(Region labeling records)
______

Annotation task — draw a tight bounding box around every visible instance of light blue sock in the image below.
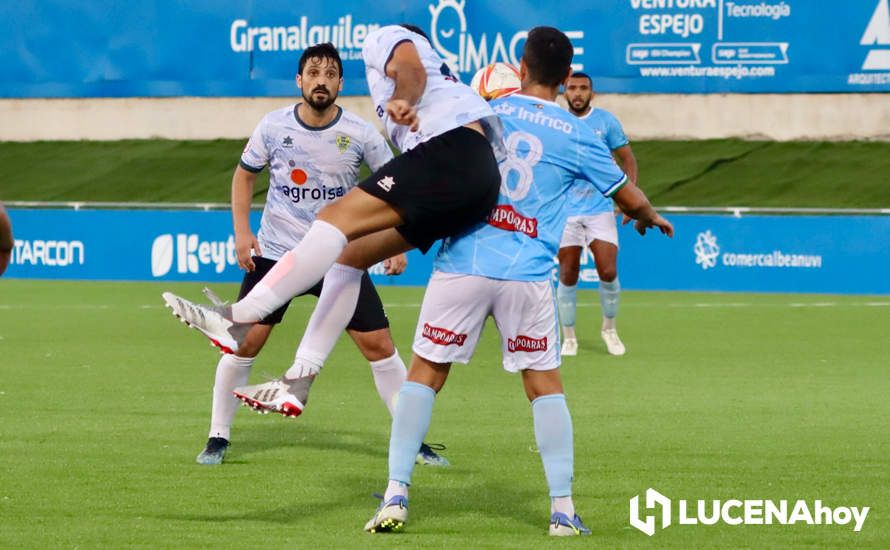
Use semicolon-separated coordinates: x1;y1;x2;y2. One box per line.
600;277;621;319
556;283;578;327
532;393;575;497
389;382;436;485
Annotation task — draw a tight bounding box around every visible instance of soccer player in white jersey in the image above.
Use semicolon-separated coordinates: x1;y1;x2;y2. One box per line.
556;73;637;355
197;44;447;465
164;25;503;414
365;27;673;536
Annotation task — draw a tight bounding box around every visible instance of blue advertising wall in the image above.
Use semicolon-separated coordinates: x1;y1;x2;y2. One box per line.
0;0;890;97
6;209;890;294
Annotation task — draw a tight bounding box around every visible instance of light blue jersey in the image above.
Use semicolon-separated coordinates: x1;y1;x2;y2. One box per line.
569;108;630;216
434;94;627;281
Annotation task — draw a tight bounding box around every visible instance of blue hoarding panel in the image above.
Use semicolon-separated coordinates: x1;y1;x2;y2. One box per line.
7;209;890;294
0;0;890;97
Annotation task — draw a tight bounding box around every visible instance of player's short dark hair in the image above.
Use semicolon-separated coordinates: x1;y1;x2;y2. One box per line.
522;27;574;86
572;71;593;90
399;23;430;42
298;42;343;77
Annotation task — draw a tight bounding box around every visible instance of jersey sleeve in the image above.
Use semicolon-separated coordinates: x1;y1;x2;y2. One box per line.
604;111;630;151
362;25;414;75
238;118;269;173
362;125;393;172
577;126;629;197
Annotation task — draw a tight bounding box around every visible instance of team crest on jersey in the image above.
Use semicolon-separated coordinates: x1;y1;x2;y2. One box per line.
336;134;350;153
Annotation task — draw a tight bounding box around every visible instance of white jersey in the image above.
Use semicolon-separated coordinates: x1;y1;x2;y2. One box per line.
240;105;392;260
362;25;501;155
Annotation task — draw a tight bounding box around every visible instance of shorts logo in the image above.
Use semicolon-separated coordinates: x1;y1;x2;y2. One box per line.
488;204;538;239
336;134;350;153
421;323;467;346
377;176;396;193
507;334;547;353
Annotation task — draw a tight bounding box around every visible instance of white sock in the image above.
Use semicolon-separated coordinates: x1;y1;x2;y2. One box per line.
562;326;575;340
383;479;408;501
371;350;408;416
232;220;348;323
285;264;364;378
209;354;254;439
550;496;575;518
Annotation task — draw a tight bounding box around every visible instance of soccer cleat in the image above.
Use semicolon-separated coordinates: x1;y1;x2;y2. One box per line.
161;292;251;353
232;378;305;418
195;437;229;466
560;338;578;356
550;512;590;537
201;286;229;307
414;443;450;466
365;495;408;533
600;328;626;355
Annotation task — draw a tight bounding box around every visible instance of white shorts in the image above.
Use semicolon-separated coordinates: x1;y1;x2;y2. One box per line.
559;212;618;248
414;271;559;372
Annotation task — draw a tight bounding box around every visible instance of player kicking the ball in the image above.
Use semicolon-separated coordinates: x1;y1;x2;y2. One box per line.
180;44;448;465
365;27;673;536
165;25;503;422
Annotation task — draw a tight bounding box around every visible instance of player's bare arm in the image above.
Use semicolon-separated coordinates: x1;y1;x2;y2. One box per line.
385;41;426;132
612;182;674;237
232;166;263;271
0;204;15;275
612;143;638;185
383;254;408;275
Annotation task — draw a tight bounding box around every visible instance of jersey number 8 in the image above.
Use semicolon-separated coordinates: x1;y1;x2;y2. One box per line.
501;132;544;201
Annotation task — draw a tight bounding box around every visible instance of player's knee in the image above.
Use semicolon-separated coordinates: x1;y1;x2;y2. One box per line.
559;266;578;286
355;330;396;361
597;266;618;283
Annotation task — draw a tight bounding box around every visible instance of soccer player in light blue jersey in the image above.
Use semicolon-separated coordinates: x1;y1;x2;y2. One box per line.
556;73;637;355
365;27;673;536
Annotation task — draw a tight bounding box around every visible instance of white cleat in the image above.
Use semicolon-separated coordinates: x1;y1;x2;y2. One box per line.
365;495;408;533
560;338;578;356
600;328;627;355
232;378;305;418
161;292;251;353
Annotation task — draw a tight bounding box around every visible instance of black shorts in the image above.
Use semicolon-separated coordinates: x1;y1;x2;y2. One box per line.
238;256;389;332
358;126;501;253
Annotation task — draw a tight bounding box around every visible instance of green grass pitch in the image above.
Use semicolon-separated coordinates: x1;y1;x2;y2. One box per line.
0;279;890;549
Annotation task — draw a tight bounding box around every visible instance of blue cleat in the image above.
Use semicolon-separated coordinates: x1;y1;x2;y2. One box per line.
414;443;450;466
550;512;590;537
365;495;408;533
195;437;229;466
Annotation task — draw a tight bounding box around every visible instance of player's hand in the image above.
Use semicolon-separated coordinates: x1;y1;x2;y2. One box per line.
386;99;420;132
235;232;263;271
634;214;674;237
383;254;408;275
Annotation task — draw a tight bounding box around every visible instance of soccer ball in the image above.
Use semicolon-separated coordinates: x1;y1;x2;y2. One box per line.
470;62;521;101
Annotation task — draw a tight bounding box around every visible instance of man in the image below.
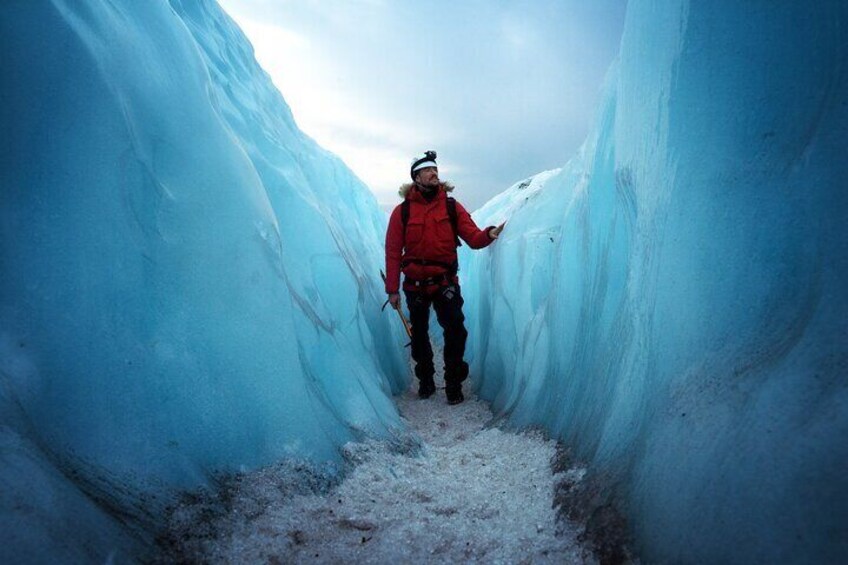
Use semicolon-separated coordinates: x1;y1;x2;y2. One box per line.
386;151;504;404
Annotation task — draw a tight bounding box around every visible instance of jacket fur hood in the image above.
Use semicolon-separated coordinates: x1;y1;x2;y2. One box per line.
398;182;454;198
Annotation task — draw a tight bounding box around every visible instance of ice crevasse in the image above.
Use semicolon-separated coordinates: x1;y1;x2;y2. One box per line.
461;0;848;563
0;0;848;563
0;0;409;562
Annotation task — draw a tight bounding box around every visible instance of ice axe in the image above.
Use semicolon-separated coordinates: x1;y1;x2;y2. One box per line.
380;269;412;346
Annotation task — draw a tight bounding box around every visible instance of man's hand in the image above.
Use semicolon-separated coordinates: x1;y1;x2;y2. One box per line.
489;222;506;239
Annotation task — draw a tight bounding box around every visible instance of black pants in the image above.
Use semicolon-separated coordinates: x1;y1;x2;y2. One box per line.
404;285;468;386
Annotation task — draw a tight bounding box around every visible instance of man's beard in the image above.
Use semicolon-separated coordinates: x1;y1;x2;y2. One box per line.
418;181;439;194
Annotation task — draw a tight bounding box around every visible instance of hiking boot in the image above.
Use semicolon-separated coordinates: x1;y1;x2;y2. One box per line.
445;383;465;404
418;377;436;398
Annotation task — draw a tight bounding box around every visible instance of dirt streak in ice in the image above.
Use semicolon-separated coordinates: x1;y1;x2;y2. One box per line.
164;374;592;563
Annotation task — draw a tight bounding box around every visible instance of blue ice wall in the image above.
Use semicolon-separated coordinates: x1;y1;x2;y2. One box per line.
462;0;848;563
0;0;407;562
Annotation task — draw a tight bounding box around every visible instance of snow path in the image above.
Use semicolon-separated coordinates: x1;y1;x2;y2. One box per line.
164;372;593;563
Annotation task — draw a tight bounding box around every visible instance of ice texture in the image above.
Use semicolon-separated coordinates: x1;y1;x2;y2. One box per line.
0;0;408;562
162;370;597;564
460;0;848;563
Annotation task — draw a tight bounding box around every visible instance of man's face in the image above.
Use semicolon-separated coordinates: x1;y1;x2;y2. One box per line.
415;167;439;188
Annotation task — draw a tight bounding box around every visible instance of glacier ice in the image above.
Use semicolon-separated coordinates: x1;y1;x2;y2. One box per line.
461;0;848;563
0;0;408;562
0;0;848;562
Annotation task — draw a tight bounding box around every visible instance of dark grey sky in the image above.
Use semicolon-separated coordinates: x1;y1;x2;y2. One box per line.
219;0;626;210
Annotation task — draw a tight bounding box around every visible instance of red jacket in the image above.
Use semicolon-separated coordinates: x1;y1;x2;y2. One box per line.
386;184;494;294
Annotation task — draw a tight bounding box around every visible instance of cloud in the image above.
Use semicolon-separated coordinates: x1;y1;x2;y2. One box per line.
221;0;624;209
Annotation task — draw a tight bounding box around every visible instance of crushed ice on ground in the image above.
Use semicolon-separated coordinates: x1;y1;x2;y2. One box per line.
164;364;594;563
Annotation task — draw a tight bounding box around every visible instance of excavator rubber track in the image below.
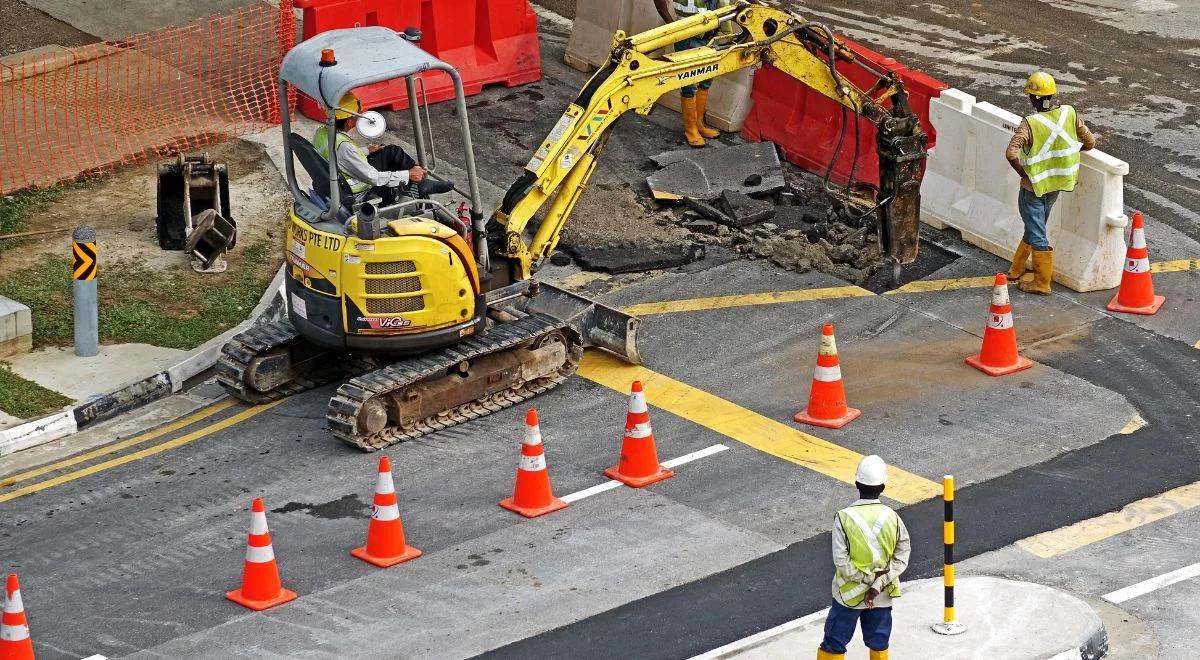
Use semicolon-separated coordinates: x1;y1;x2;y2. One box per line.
325;313;583;451
216;318;377;406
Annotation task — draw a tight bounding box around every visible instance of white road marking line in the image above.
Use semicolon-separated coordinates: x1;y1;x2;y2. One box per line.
559;444;728;504
691;607;829;660
1100;564;1200;604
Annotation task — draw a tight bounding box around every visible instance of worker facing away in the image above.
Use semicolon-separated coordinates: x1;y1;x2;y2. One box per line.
1004;71;1096;295
654;0;727;149
312;94;454;206
817;455;911;660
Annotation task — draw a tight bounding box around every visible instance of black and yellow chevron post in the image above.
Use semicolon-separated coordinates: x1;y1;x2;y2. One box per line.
71;227;100;358
932;474;967;635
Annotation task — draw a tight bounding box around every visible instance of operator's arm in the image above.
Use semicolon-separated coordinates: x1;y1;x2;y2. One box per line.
1075;116;1096;151
1004;119;1033;181
654;0;674;23
832;515;873;584
337;142;408;187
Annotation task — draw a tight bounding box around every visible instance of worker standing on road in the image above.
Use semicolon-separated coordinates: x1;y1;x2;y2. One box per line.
817;455;911;660
312;94;454;206
1004;71;1096;295
654;0;728;149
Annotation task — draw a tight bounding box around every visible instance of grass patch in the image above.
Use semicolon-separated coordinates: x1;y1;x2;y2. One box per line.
0;241;280;349
0;362;72;419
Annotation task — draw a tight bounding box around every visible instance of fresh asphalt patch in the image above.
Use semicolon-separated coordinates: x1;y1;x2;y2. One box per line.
482;318;1200;659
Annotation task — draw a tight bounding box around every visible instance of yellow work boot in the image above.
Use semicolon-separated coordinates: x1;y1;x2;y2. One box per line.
1008;241;1033;282
1016;250;1054;295
679;96;704;149
696;89;721;139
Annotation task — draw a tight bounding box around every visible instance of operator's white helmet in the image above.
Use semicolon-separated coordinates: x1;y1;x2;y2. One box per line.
854;454;888;486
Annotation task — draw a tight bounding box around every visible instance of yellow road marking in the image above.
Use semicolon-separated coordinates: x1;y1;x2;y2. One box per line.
1016;481;1200;559
1150;259;1200;272
0;400;287;503
578;350;942;504
0;398;236;488
625;286;875;317
886;275;996;295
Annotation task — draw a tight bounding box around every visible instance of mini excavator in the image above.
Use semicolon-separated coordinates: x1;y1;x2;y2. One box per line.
217;0;925;451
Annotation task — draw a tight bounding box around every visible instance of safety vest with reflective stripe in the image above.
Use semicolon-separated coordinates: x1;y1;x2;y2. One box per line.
1021;106;1082;197
312;126;371;194
834;504;900;607
674;0;725;18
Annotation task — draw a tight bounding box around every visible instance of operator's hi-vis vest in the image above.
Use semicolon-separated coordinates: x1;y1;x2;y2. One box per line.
674;0;725;18
1021;106;1082;197
312;126;371;194
834;504;900;607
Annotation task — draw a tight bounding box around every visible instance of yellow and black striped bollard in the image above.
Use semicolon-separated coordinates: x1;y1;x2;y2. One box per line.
932;474;967;635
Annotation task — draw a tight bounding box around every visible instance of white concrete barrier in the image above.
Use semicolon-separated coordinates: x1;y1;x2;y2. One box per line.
920;89;1129;292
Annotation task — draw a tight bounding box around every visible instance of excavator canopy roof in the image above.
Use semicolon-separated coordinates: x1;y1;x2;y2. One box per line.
280;26;452;108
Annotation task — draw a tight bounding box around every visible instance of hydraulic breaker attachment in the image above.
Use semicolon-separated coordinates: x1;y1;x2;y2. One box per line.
522;282;642;365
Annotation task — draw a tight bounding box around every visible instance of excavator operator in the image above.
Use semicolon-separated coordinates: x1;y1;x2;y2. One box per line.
654;0;728;149
312;94;454;206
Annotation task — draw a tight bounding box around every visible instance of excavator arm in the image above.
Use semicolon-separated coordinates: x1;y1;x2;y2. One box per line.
487;0;925;281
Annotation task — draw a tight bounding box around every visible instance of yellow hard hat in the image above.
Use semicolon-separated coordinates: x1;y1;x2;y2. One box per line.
334;94;362;119
1025;71;1058;96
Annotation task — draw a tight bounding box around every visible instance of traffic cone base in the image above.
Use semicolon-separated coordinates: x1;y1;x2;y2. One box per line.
350;545;422;569
500;497;566;518
226;587;296;612
794;406;863;428
604;463;674;488
1108;293;1166;316
964;354;1033;376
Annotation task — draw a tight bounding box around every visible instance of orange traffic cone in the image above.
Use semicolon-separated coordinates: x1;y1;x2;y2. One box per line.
500;408;566;518
604;380;674;488
1109;211;1166;316
0;572;34;660
350;456;421;569
226;497;296;612
966;272;1033;376
794;323;863;428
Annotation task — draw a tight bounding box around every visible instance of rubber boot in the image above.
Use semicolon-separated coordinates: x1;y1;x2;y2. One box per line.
1016;248;1054;295
679;96;704;149
1008;240;1033;282
696;89;721;139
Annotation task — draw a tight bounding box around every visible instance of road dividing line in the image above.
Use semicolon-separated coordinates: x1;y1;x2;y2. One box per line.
0;398;238;488
624;287;875;317
559;444;728;504
0;398;287;503
1100;564;1200;604
578;350;942;504
1016;481;1200;559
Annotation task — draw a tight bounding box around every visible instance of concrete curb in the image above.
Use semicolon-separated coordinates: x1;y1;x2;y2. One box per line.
0;266;286;456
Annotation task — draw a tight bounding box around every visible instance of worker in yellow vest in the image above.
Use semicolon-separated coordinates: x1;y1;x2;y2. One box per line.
1004;71;1096;295
817;455;912;660
654;0;728;149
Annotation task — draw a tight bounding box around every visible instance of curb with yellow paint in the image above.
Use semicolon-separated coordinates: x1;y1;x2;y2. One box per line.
578;350;942;504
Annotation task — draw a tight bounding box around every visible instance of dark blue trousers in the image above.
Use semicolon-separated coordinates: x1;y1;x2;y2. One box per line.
821;600;892;653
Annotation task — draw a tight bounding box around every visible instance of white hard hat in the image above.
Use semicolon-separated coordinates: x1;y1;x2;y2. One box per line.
854;454;888;486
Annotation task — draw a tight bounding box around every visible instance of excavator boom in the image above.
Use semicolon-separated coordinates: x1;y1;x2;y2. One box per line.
488;0;926;281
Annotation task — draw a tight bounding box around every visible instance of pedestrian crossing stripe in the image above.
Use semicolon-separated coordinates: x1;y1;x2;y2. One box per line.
71;242;100;280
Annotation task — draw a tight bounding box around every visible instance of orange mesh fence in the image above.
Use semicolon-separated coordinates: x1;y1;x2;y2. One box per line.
0;0;295;194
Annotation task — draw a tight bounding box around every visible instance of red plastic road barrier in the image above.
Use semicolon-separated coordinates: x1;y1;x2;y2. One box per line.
742;37;949;185
295;0;541;121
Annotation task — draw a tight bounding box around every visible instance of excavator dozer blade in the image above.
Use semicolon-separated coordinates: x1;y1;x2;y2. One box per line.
524;282;642;365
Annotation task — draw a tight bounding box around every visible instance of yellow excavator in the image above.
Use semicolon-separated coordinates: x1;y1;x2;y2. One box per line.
217;0;925;451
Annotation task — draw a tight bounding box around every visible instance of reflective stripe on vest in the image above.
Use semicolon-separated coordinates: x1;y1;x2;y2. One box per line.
312;126;371;194
1021;106;1082;197
834;504;900;607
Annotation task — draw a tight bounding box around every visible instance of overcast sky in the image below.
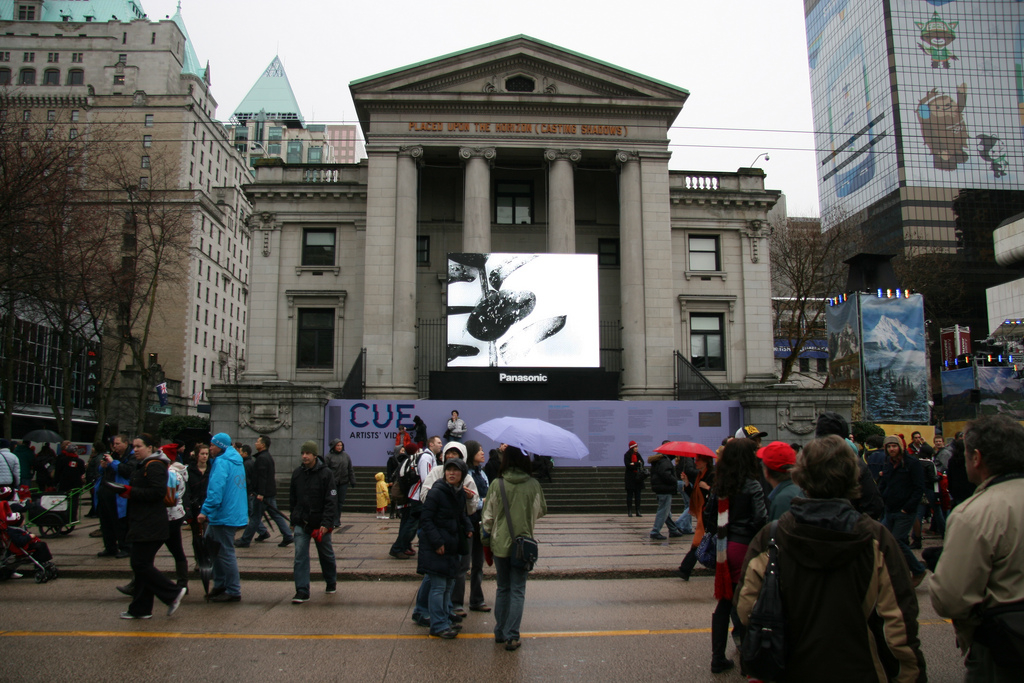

______

> [Goal of the exercise]:
Could you repeat the items from the start through the line containing "434;94;627;281", changing every "Annotation task" to "Labeling task" and keeping all else the same, but leaving out the pictures?

> [The output]:
Labeling task — draw a tight bounding box around every visible instance of light blue sock in the image below.
Use semicolon-separated coordinates: x1;y1;x2;y2. One box per line.
600;277;621;319
556;283;578;327
532;393;575;497
389;382;436;485
Labeling task — draw a tight bounding box around every visible instance of soccer player in white jersey in the image above.
Use semicolon-separated coordinates: x1;y1;x2;y2. One box per line.
556;73;637;355
197;44;447;465
164;25;503;414
365;27;673;536
Labeling task — draw a tight bounding box around every visible instance of blue advertising wall in the image above.
Use semicolon-separated coordinates: x1;y1;x2;y2. One box per line.
0;0;890;97
6;209;890;294
Labeling task — draw a tight bounding box around every visible instance of light blue jersey in the image above.
Use semicolon-separated coordinates: x1;y1;x2;y2. One box per line.
569;108;630;216
434;94;627;281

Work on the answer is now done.